[Phrase grounding data]
________________

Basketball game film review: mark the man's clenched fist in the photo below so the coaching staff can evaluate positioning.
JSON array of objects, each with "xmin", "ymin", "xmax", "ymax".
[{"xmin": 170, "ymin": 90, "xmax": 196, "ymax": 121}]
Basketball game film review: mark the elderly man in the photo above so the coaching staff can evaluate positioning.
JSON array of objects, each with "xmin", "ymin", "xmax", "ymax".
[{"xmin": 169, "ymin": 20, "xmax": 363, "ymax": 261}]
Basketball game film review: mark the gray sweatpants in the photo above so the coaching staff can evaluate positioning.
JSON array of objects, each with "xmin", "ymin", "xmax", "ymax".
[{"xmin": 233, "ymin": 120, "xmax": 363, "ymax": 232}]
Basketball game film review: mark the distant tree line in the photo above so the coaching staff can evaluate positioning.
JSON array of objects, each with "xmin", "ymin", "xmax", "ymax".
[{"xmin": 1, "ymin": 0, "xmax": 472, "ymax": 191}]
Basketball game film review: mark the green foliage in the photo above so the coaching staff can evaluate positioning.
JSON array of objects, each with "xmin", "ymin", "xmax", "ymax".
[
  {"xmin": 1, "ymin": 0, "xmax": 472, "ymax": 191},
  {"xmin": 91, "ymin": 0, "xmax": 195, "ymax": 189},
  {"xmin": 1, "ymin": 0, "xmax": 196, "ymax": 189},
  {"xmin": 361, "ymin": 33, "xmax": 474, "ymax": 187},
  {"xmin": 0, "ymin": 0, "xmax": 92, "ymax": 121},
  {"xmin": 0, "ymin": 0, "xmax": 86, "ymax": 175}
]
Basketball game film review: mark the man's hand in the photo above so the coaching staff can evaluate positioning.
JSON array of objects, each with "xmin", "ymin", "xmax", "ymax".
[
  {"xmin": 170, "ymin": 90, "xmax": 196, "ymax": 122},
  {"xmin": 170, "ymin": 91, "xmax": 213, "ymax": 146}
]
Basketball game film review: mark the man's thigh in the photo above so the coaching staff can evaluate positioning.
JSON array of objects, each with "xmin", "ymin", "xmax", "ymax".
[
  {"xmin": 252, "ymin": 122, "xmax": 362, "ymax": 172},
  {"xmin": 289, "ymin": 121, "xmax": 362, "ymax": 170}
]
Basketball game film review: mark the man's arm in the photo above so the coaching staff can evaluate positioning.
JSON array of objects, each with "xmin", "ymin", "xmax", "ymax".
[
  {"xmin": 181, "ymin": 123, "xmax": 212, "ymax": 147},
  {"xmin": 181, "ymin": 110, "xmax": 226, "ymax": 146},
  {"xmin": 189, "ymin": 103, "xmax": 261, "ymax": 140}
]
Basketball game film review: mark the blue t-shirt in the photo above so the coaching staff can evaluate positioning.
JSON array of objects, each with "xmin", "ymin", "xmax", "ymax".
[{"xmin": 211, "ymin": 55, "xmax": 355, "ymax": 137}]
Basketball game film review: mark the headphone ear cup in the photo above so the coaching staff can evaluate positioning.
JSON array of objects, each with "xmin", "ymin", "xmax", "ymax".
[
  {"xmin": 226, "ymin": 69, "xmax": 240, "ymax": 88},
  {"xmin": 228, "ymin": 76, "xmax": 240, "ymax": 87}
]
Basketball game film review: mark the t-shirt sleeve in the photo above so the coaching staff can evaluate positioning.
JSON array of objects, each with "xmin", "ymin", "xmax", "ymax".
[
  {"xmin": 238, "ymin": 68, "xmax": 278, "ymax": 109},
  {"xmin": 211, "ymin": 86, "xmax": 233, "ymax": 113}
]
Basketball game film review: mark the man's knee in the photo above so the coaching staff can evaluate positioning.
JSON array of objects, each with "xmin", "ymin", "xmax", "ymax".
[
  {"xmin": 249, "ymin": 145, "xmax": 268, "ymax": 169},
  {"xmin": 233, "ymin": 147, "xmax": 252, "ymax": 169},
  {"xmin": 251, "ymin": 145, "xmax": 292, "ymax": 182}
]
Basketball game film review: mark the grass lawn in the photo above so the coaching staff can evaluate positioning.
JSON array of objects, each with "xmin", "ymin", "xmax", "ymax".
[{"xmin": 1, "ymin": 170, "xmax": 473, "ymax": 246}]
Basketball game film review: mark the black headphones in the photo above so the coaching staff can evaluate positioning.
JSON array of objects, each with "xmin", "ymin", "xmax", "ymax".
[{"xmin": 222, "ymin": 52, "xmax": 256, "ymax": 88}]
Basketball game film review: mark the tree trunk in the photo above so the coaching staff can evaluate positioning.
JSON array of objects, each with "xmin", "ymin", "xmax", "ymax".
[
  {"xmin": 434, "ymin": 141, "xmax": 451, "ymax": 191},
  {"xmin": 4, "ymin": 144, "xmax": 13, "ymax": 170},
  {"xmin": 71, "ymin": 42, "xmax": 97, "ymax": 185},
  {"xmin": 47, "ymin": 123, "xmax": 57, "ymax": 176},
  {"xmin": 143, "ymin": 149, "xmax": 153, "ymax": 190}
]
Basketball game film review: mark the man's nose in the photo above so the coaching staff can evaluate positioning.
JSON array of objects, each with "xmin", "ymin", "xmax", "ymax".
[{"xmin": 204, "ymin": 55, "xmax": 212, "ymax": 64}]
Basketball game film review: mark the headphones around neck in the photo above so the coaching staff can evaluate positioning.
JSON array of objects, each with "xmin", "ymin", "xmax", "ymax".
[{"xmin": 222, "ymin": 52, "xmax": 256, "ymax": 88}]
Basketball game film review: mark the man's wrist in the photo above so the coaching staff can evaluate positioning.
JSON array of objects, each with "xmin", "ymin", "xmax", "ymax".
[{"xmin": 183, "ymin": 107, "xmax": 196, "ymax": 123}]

________________

ABOUT THIS TASK =>
Output the lines above verbatim and in full.

ANSWER TO THIS PROBLEM =>
Basketball game film review: mark the man's clenched fist in the photo below so the coaching staff can evaluate positioning.
JSON array of objects, each with "xmin", "ymin", "xmax", "ymax".
[{"xmin": 170, "ymin": 90, "xmax": 196, "ymax": 121}]
Basketball game film review: mark the elderly man in the photo above so the coaching staff can evaluate positioning.
JSON array of objects, each with "xmin", "ymin", "xmax", "ymax".
[{"xmin": 169, "ymin": 20, "xmax": 363, "ymax": 261}]
Basketball game film review: mark the gray sweatpants in the photo above so the coaching staff can evaluate positioning.
JSON array of objects, each with "xmin", "ymin", "xmax", "ymax".
[{"xmin": 233, "ymin": 120, "xmax": 363, "ymax": 232}]
Basketball game film review: mark the distant tree line in the photo above so the coaching staff can evaluate positioning.
JSON array of objects, each with "xmin", "ymin", "xmax", "ymax".
[{"xmin": 1, "ymin": 0, "xmax": 472, "ymax": 191}]
Basketball game film review: mark the green foliage in the photo above so the coaching staff can evaluate positioning.
JSON array of objects, each with "xmin", "ymin", "xmax", "ymax".
[
  {"xmin": 1, "ymin": 0, "xmax": 472, "ymax": 191},
  {"xmin": 91, "ymin": 0, "xmax": 195, "ymax": 189},
  {"xmin": 1, "ymin": 0, "xmax": 196, "ymax": 189},
  {"xmin": 361, "ymin": 33, "xmax": 474, "ymax": 187},
  {"xmin": 0, "ymin": 0, "xmax": 92, "ymax": 121},
  {"xmin": 0, "ymin": 0, "xmax": 86, "ymax": 175}
]
Basketball game film review: mark the man's hand in the photo above so the coaching staff can evaluate positioning.
JSON array of objects, each with "xmin", "ymin", "xmax", "ymax".
[
  {"xmin": 170, "ymin": 90, "xmax": 196, "ymax": 122},
  {"xmin": 170, "ymin": 91, "xmax": 213, "ymax": 146}
]
Basketball game film review: mark the man's thigh in the photo above so the coaching staff can evaluate positioning.
JSON array of objects, each with "xmin", "ymin", "xmax", "ymax".
[
  {"xmin": 252, "ymin": 122, "xmax": 362, "ymax": 172},
  {"xmin": 289, "ymin": 121, "xmax": 362, "ymax": 170}
]
Basketball game film review: mark the man's arm in the photo above so the coaching staff can evaluate positioning.
JSON array of objects, each with "xmin", "ymin", "xmax", "ymax".
[
  {"xmin": 181, "ymin": 123, "xmax": 212, "ymax": 147},
  {"xmin": 181, "ymin": 110, "xmax": 226, "ymax": 146},
  {"xmin": 189, "ymin": 103, "xmax": 261, "ymax": 140}
]
Basketball game film review: mark the blue t-shirt in the photo above so the coaching staff can evaluate positioning.
JSON array of objects, each with "xmin", "ymin", "xmax", "ymax".
[{"xmin": 211, "ymin": 55, "xmax": 355, "ymax": 137}]
Basketball game film review: mark the headphone ear cup in the photo above so the coaching staff can evaluate positioning.
JSON array of objects, each with "xmin", "ymin", "xmax", "ymax".
[
  {"xmin": 226, "ymin": 69, "xmax": 240, "ymax": 88},
  {"xmin": 228, "ymin": 76, "xmax": 240, "ymax": 87}
]
Basketball game film review: mark the t-shirt sleeve in the photo above so the coaching staff can evaluate positioning.
JSON array of objects, each with "xmin", "ymin", "xmax", "ymax".
[
  {"xmin": 238, "ymin": 68, "xmax": 278, "ymax": 109},
  {"xmin": 211, "ymin": 86, "xmax": 233, "ymax": 113}
]
Basketball game film review: mark the man's knee in the photo above so the coaching staff can evaluate positioning.
JSON array of objects, each with "xmin", "ymin", "xmax", "ymax".
[
  {"xmin": 249, "ymin": 145, "xmax": 268, "ymax": 169},
  {"xmin": 233, "ymin": 147, "xmax": 252, "ymax": 169},
  {"xmin": 251, "ymin": 145, "xmax": 292, "ymax": 182}
]
Basketball game film review: mark the grass lawn in the photo above so the coaching staff can evaluate positioning.
JSON array of objects, each with "xmin", "ymin", "xmax", "ymax".
[{"xmin": 1, "ymin": 170, "xmax": 473, "ymax": 246}]
Basketball game film review: mark the black headphones in the photo above so the coaching staff can evaluate positioning.
JSON array of objects, each with "xmin", "ymin", "xmax", "ymax".
[{"xmin": 222, "ymin": 52, "xmax": 256, "ymax": 88}]
Basketball game film review: mark the tree trunk in the photo above so the coaching staff can evaluate positioning.
JSON array of objects, each with "xmin", "ymin", "xmax", "ymax".
[
  {"xmin": 434, "ymin": 141, "xmax": 451, "ymax": 191},
  {"xmin": 4, "ymin": 144, "xmax": 13, "ymax": 170},
  {"xmin": 71, "ymin": 42, "xmax": 97, "ymax": 185},
  {"xmin": 47, "ymin": 123, "xmax": 57, "ymax": 176},
  {"xmin": 143, "ymin": 149, "xmax": 153, "ymax": 190}
]
Basketball game film review: mark the man's nose in the photo above so the coaching staff can evaluate positioning.
JSON array of objects, each with "xmin", "ymin", "xmax", "ymax".
[{"xmin": 204, "ymin": 55, "xmax": 212, "ymax": 64}]
Basketball game film review: mark the headphones around neck in the photo above so the coaching staff can evaluate positioning.
JSON array of objects, each with "xmin", "ymin", "xmax", "ymax".
[{"xmin": 222, "ymin": 52, "xmax": 256, "ymax": 88}]
Basketball game film review: mark the man's wrist in the photo above so the coaching staff can evaluate positioning.
JSON array of objects, each with "xmin", "ymin", "xmax", "ymax".
[{"xmin": 183, "ymin": 107, "xmax": 196, "ymax": 123}]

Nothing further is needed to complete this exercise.